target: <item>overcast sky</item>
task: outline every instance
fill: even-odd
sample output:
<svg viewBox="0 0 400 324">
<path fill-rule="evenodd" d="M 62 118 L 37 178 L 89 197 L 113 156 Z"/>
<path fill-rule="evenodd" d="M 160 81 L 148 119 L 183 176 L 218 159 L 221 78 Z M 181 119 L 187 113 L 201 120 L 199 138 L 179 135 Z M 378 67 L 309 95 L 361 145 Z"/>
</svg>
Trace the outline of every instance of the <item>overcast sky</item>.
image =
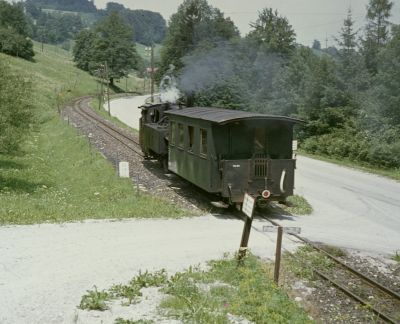
<svg viewBox="0 0 400 324">
<path fill-rule="evenodd" d="M 168 21 L 183 0 L 112 0 L 131 9 L 146 9 L 161 13 Z M 400 24 L 400 0 L 392 0 L 391 21 Z M 98 8 L 103 8 L 110 0 L 95 0 Z M 244 36 L 249 31 L 249 23 L 257 19 L 259 10 L 265 7 L 277 9 L 288 18 L 293 26 L 297 42 L 311 45 L 314 39 L 321 41 L 325 47 L 334 45 L 334 37 L 338 35 L 347 10 L 351 6 L 353 19 L 360 28 L 365 23 L 368 0 L 208 0 L 208 3 L 221 9 L 231 17 Z"/>
</svg>

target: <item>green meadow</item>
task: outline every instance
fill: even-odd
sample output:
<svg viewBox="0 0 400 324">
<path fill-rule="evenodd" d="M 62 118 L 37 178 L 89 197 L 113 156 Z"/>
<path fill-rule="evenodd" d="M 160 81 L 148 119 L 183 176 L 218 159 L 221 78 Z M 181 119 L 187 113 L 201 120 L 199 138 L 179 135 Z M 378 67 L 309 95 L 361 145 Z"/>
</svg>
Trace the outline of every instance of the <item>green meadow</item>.
<svg viewBox="0 0 400 324">
<path fill-rule="evenodd" d="M 35 52 L 35 62 L 0 54 L 33 81 L 37 116 L 21 152 L 0 155 L 0 224 L 182 216 L 181 209 L 118 178 L 111 163 L 59 116 L 66 102 L 95 95 L 96 81 L 59 47 L 44 45 L 42 52 L 35 44 Z M 137 82 L 129 79 L 132 87 Z"/>
</svg>

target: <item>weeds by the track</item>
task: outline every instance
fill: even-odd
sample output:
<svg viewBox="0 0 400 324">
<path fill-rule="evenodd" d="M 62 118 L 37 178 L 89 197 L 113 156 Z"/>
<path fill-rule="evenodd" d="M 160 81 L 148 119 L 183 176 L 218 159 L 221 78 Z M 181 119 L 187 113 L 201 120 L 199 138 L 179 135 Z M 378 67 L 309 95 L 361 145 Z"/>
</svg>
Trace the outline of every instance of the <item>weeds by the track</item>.
<svg viewBox="0 0 400 324">
<path fill-rule="evenodd" d="M 313 212 L 313 208 L 310 203 L 302 196 L 294 195 L 288 197 L 286 203 L 287 206 L 284 208 L 284 210 L 291 214 L 310 215 Z"/>
<path fill-rule="evenodd" d="M 191 267 L 169 278 L 164 271 L 139 274 L 128 285 L 118 285 L 117 291 L 122 291 L 120 287 L 161 287 L 165 298 L 160 315 L 184 323 L 310 323 L 304 310 L 275 285 L 270 274 L 269 266 L 253 255 L 248 255 L 241 266 L 236 258 L 226 256 L 211 261 L 208 270 Z M 109 300 L 120 296 L 115 294 L 115 287 L 106 292 Z M 125 301 L 129 298 L 121 296 Z M 138 293 L 136 297 L 140 302 Z"/>
</svg>

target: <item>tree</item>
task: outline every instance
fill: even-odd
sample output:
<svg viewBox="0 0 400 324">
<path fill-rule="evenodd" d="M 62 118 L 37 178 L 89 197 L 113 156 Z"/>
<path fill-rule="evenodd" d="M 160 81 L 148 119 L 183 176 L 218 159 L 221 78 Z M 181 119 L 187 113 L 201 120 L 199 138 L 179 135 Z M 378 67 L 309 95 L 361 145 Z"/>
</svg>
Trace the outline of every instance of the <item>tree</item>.
<svg viewBox="0 0 400 324">
<path fill-rule="evenodd" d="M 84 70 L 96 69 L 107 64 L 108 78 L 125 77 L 139 61 L 133 42 L 132 29 L 117 12 L 98 22 L 93 31 L 82 31 L 74 46 L 74 61 Z"/>
<path fill-rule="evenodd" d="M 20 3 L 9 4 L 0 0 L 0 27 L 12 29 L 24 37 L 29 36 L 29 25 Z"/>
<path fill-rule="evenodd" d="M 277 10 L 263 9 L 257 21 L 250 26 L 253 30 L 247 37 L 269 51 L 289 54 L 295 48 L 296 34 L 289 21 L 285 17 L 280 17 Z"/>
<path fill-rule="evenodd" d="M 29 26 L 22 6 L 0 0 L 0 52 L 32 59 L 35 54 L 28 35 Z"/>
<path fill-rule="evenodd" d="M 90 30 L 82 30 L 75 38 L 73 48 L 74 61 L 76 66 L 84 71 L 89 71 L 93 65 L 93 48 L 96 34 Z"/>
<path fill-rule="evenodd" d="M 310 48 L 300 46 L 294 51 L 274 82 L 273 113 L 283 116 L 299 115 L 306 84 L 317 64 L 318 56 Z"/>
<path fill-rule="evenodd" d="M 366 73 L 365 64 L 361 55 L 357 52 L 357 31 L 354 31 L 354 21 L 351 10 L 343 22 L 339 38 L 338 72 L 344 87 L 356 95 L 368 87 L 369 76 Z"/>
<path fill-rule="evenodd" d="M 393 2 L 389 0 L 370 0 L 367 7 L 367 26 L 365 39 L 362 40 L 362 50 L 368 70 L 375 74 L 377 71 L 377 56 L 380 48 L 389 38 L 390 11 Z"/>
<path fill-rule="evenodd" d="M 379 114 L 391 125 L 400 125 L 400 26 L 393 27 L 393 38 L 378 56 L 374 95 Z"/>
<path fill-rule="evenodd" d="M 0 60 L 0 153 L 15 153 L 32 127 L 31 96 L 31 82 Z"/>
<path fill-rule="evenodd" d="M 179 71 L 183 67 L 182 58 L 195 49 L 209 49 L 238 36 L 234 23 L 206 0 L 185 0 L 169 22 L 161 51 L 161 74 L 170 64 Z"/>
<path fill-rule="evenodd" d="M 321 50 L 321 42 L 318 39 L 314 39 L 312 44 L 312 49 L 320 51 Z"/>
</svg>

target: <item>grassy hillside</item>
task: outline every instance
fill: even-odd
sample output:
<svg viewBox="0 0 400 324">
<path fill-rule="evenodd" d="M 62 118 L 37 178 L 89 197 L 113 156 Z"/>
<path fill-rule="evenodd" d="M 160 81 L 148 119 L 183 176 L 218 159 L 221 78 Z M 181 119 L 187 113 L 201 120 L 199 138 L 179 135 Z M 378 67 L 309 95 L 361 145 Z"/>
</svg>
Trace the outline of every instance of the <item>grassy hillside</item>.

==*==

The problem: When copying, output the data exactly and leave out the pictures.

Exercise solution:
target: <item>overcast sky</item>
task: outline every instance
fill: even-odd
sample output:
<svg viewBox="0 0 400 324">
<path fill-rule="evenodd" d="M 62 118 L 37 178 L 89 197 L 113 156 Z"/>
<path fill-rule="evenodd" d="M 160 81 L 148 119 L 183 176 L 218 159 L 221 78 Z M 181 119 L 187 113 L 201 120 L 199 138 L 179 135 Z M 378 67 L 309 95 L 361 145 Z"/>
</svg>
Trace the outline of every instance of the <item>overcast sky</item>.
image =
<svg viewBox="0 0 400 324">
<path fill-rule="evenodd" d="M 168 21 L 183 0 L 112 0 L 131 9 L 146 9 L 161 13 Z M 400 24 L 400 0 L 392 0 L 391 21 Z M 98 8 L 103 8 L 110 0 L 95 0 Z M 244 36 L 249 31 L 249 23 L 257 19 L 259 10 L 265 7 L 277 9 L 288 18 L 293 26 L 297 42 L 311 45 L 314 39 L 321 41 L 325 47 L 334 45 L 334 37 L 338 35 L 347 10 L 351 6 L 353 19 L 360 28 L 365 23 L 368 0 L 208 0 L 208 3 L 221 9 L 231 17 Z"/>
</svg>

target: <item>green meadow</item>
task: outline every instance
fill: even-odd
sample output:
<svg viewBox="0 0 400 324">
<path fill-rule="evenodd" d="M 62 118 L 37 178 L 89 197 L 113 156 Z"/>
<path fill-rule="evenodd" d="M 160 81 L 148 119 L 183 176 L 218 159 L 221 78 Z M 181 119 L 187 113 L 201 120 L 199 138 L 179 135 Z M 378 67 L 309 95 L 361 145 Z"/>
</svg>
Trace the outline of every instance of the <item>green meadow</item>.
<svg viewBox="0 0 400 324">
<path fill-rule="evenodd" d="M 35 52 L 35 62 L 0 54 L 33 81 L 37 116 L 21 152 L 0 155 L 0 224 L 182 216 L 181 209 L 118 178 L 111 163 L 59 116 L 66 102 L 95 95 L 96 81 L 59 47 L 44 45 L 42 52 L 35 44 Z M 137 82 L 129 79 L 132 87 Z"/>
</svg>

target: <item>weeds by the track</item>
task: outline every instance
fill: even-odd
sample output:
<svg viewBox="0 0 400 324">
<path fill-rule="evenodd" d="M 62 118 L 37 178 L 89 197 L 113 156 Z"/>
<path fill-rule="evenodd" d="M 160 81 L 148 119 L 183 176 L 218 159 L 221 78 Z M 181 119 L 187 113 L 201 120 L 199 138 L 179 135 Z M 378 67 L 309 95 L 361 145 Z"/>
</svg>
Trace the outline of every instance of the <item>weeds by the track</item>.
<svg viewBox="0 0 400 324">
<path fill-rule="evenodd" d="M 313 212 L 313 208 L 310 203 L 302 196 L 294 195 L 288 197 L 286 203 L 287 206 L 284 208 L 284 210 L 291 214 L 310 215 Z"/>
<path fill-rule="evenodd" d="M 191 267 L 169 278 L 164 271 L 139 274 L 128 285 L 118 285 L 117 291 L 122 291 L 120 287 L 161 287 L 165 298 L 160 315 L 184 323 L 310 323 L 304 310 L 275 285 L 270 274 L 269 266 L 253 255 L 248 255 L 241 266 L 236 258 L 226 256 L 211 261 L 208 270 Z M 109 300 L 120 296 L 115 294 L 115 287 L 106 292 Z M 125 301 L 129 298 L 121 296 Z M 138 293 L 136 297 L 140 302 Z"/>
</svg>

target: <item>tree</item>
task: outline every instance
fill: even-odd
sample output:
<svg viewBox="0 0 400 324">
<path fill-rule="evenodd" d="M 62 118 L 37 178 L 89 197 L 113 156 Z"/>
<path fill-rule="evenodd" d="M 160 81 L 148 119 L 183 176 L 218 159 L 221 78 Z M 181 119 L 187 113 L 201 120 L 199 138 L 179 135 Z M 378 67 L 309 95 L 361 145 Z"/>
</svg>
Trace the outline of every instance of the <item>tree</item>.
<svg viewBox="0 0 400 324">
<path fill-rule="evenodd" d="M 84 70 L 96 69 L 107 64 L 108 78 L 125 77 L 139 61 L 133 42 L 132 29 L 117 12 L 98 22 L 93 31 L 82 31 L 74 46 L 74 61 Z"/>
<path fill-rule="evenodd" d="M 20 3 L 9 4 L 0 0 L 0 27 L 12 29 L 24 37 L 29 36 L 29 25 Z"/>
<path fill-rule="evenodd" d="M 277 10 L 263 9 L 257 21 L 250 26 L 253 30 L 247 37 L 269 51 L 289 54 L 295 48 L 296 34 L 289 21 L 285 17 L 280 17 Z"/>
<path fill-rule="evenodd" d="M 29 26 L 22 6 L 0 0 L 0 52 L 32 59 L 35 54 L 28 35 Z"/>
<path fill-rule="evenodd" d="M 90 30 L 82 30 L 75 38 L 73 48 L 74 61 L 76 66 L 84 71 L 89 71 L 93 65 L 93 48 L 96 34 Z"/>
<path fill-rule="evenodd" d="M 310 48 L 300 46 L 294 51 L 274 82 L 273 113 L 283 116 L 299 115 L 306 84 L 317 64 L 318 56 Z"/>
<path fill-rule="evenodd" d="M 366 73 L 365 64 L 361 55 L 357 52 L 357 31 L 354 31 L 354 21 L 351 10 L 343 22 L 339 38 L 338 72 L 344 87 L 356 95 L 368 87 L 369 76 Z"/>
<path fill-rule="evenodd" d="M 393 2 L 389 0 L 370 0 L 367 7 L 367 26 L 365 39 L 362 40 L 362 50 L 368 70 L 375 74 L 377 71 L 377 56 L 380 48 L 389 38 L 390 11 Z"/>
<path fill-rule="evenodd" d="M 379 114 L 391 125 L 400 125 L 400 26 L 393 27 L 393 38 L 378 56 L 374 95 Z"/>
<path fill-rule="evenodd" d="M 0 60 L 0 153 L 15 153 L 32 127 L 31 96 L 31 82 Z"/>
<path fill-rule="evenodd" d="M 179 71 L 183 67 L 182 58 L 195 49 L 209 49 L 238 36 L 234 23 L 206 0 L 185 0 L 169 22 L 161 51 L 161 74 L 170 64 Z"/>
<path fill-rule="evenodd" d="M 321 50 L 321 42 L 318 39 L 314 39 L 312 44 L 312 49 L 320 51 Z"/>
</svg>

target: <item>grassy hillside</item>
task: outline every instance
fill: even-odd
sample output:
<svg viewBox="0 0 400 324">
<path fill-rule="evenodd" d="M 62 118 L 37 178 L 89 197 L 113 156 Z"/>
<path fill-rule="evenodd" d="M 160 81 L 148 119 L 183 176 L 218 159 L 221 78 Z M 181 119 L 187 113 L 201 120 L 199 138 L 179 135 Z M 378 67 L 309 95 L 361 145 Z"/>
</svg>
Trace the outline of every instance of the <item>grassy hillside</item>.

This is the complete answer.